**EXTRACT PROVIDED**

* * *

# Bruce Lee



## RMJS (Jun 9, 2005)

Any other fans of Bruce Lee, here?

Some people say he was, pound for pound, one of the strongest men who has ever lived; I read somewhere that the guy would regularly do one hand push-ups with 240lbs straped on his back.. Considering he was only 140lbs himself, that's nothing short of obscene; he would quickly destroy any wooden or leather kick-and-punch bags, so he eventually started practicing on solid metal; people whom he practiced his kicks on said that when they were hit by him, it felt as though they were being hit by a car....

I absolutely idolize the guy. He's my motivational tool on those days when I don't feel like doing my work-out.


----------



## likewater (Aug 3, 2006)

I read somewhere he could generate enough force to knock someone down from only 1 inch away .. rediculous

I had a bruce lee quote in my sig for a while >>
"Empty your mind, be formless. Shapeless, like water. If you put water into a cup, it becomes the cup. You put water into a bottle and it becomes the bottle. You put it in a teapot it becomes the teapot. Now, water can flow or it can crash. Be water my friend."

it describes exactly what I aspire to. to become formless, to reach what they call beginners mind. a state where you react to situations for what they are rather than your proconcieved notions of them.


----------



## RMJS (Jun 9, 2005)

likewater said:


> it describes exactly what I aspire to. to become formless, to reach what they call beginners mind. a state where you react to situations for what they are rather than your proconcieved notions of them.


Very, very deep idea.

But yeah, this is how he was able to generate such incredible force within such a small distance in those 1-inch punches of his: It involves moving your entire body in unison so that every muscle you have does work in delivering the blow.

When you are ready to do the punch, the first movement you make is to thrust your thighs forward, then twist your torso forward, then jerk your arm forward, then flick your wrist upward -- it's like a snowball rolling down a hill, gaining size and momentum; each movement you make is added onto the next, and the next... and the end product is the sum of all movements you have made.

It takes hours and hours of practice, but when you get it just right, it's like a perfect flow of your body. And at the end of that punch (the wrist flick), all of your body's power really is focused into that one infinitely small piece of time when you make contact with your target.... and whatever it is... it goes flying.

Anyone could learn if they wanted.


----------



## kowabonga (Jun 10, 2006)

RMJS: Are you practising martial arts?


----------



## RMJS (Jun 9, 2005)

Yes.


----------



## RMJS (Jun 9, 2005)

Well, not formally, I should say. I read about it and then practice what I've learned.

* * *

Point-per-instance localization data
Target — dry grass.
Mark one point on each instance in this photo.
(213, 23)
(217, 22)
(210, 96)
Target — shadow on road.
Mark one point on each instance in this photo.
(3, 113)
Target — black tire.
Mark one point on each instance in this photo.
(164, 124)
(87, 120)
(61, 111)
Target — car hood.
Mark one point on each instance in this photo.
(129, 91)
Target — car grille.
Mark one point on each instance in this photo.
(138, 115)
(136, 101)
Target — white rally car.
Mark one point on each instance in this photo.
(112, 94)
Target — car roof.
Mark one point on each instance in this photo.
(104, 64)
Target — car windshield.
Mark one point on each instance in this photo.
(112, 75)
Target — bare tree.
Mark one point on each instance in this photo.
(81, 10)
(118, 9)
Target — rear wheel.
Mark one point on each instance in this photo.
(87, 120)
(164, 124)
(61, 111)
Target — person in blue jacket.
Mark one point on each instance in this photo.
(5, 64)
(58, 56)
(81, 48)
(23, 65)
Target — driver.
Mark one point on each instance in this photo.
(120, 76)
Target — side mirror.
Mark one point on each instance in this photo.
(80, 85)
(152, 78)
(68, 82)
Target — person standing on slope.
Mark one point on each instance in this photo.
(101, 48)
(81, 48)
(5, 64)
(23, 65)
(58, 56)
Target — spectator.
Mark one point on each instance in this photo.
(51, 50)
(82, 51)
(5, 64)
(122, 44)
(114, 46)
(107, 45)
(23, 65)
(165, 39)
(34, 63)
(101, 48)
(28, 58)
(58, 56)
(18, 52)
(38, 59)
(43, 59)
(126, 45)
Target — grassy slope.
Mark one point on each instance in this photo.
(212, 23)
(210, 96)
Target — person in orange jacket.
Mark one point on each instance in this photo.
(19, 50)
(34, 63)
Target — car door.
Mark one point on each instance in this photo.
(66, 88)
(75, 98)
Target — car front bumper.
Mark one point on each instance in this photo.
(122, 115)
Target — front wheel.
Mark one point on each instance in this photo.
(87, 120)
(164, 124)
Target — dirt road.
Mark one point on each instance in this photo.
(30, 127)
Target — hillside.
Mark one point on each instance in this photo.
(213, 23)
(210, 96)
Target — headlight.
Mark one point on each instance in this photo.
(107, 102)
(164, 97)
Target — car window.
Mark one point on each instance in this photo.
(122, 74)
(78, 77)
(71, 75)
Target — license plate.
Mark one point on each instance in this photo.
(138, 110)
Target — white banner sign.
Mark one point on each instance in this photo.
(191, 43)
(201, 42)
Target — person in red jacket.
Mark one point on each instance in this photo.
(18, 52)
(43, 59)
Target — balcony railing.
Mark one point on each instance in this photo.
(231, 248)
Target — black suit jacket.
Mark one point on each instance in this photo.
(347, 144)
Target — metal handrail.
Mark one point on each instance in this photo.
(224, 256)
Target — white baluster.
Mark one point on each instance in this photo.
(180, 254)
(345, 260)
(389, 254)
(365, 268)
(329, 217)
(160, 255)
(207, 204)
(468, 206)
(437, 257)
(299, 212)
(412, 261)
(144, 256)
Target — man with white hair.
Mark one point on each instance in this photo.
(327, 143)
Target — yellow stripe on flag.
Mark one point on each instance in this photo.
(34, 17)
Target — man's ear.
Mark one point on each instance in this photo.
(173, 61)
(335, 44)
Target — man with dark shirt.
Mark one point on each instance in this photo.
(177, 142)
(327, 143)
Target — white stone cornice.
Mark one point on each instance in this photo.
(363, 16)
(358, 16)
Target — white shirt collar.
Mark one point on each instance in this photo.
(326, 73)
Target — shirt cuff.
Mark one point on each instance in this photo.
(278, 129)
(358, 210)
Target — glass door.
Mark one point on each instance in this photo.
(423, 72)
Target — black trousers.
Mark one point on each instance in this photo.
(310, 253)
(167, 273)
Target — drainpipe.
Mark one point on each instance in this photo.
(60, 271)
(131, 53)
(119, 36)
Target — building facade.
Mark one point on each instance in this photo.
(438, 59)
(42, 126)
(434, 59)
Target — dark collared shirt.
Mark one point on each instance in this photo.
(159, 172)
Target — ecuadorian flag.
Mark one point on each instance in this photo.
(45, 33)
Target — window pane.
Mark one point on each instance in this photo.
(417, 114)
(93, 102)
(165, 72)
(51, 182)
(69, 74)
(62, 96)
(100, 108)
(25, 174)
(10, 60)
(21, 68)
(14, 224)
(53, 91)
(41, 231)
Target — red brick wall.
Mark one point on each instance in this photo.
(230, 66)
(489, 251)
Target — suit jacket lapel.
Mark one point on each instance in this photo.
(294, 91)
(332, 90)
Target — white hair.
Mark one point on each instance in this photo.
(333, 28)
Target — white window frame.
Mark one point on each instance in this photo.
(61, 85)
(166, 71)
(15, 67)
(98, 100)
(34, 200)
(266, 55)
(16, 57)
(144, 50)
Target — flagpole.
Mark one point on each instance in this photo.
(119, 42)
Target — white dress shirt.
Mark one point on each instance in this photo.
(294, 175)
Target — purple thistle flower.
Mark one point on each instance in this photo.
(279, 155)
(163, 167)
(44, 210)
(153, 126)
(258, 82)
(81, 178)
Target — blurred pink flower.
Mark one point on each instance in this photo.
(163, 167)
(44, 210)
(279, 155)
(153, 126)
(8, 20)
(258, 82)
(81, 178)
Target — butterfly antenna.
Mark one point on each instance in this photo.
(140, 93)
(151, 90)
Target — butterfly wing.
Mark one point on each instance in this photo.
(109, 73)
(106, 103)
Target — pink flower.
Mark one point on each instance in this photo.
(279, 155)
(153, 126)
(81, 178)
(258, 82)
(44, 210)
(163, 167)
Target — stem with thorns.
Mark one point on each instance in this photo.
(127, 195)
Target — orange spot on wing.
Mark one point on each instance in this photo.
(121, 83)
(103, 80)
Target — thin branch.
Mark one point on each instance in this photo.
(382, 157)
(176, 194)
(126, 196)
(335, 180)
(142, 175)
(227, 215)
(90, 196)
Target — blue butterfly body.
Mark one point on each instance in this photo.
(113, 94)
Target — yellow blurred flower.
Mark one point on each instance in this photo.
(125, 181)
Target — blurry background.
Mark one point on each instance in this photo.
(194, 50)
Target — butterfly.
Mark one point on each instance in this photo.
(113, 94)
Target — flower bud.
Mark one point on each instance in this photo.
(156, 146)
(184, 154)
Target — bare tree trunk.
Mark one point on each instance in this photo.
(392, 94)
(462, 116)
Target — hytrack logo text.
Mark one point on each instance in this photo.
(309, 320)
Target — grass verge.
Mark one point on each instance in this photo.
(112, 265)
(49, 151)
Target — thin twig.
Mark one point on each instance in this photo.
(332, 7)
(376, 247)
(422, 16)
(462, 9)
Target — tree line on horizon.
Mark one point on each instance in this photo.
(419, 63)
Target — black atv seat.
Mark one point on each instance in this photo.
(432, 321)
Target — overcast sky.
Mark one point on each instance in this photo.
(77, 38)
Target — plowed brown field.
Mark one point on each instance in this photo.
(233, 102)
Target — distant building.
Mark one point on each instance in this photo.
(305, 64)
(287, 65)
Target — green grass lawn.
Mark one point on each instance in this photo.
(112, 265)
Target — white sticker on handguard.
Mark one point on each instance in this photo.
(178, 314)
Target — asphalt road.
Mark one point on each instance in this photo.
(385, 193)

* * *

**INSTRUCTIONS TO FOLLOW**
Answer these questions on the Bruce Lee thread:
(a) What weight does the opening post say Bruce Lee would strap on his back for one-hand push-ups?
(b) In the description of the 1-inch punch, what is the first movement?
(c) How does RMJS say martial arts are practiced, given that it is not formal training?
This material has no connection to the Bruce Lee thread.

**RESPONSE TO THIS TASK**
(a) 240 lbs.
(b) Thrusting the thighs forward.
(c) By reading about it and then practicing what has been learned.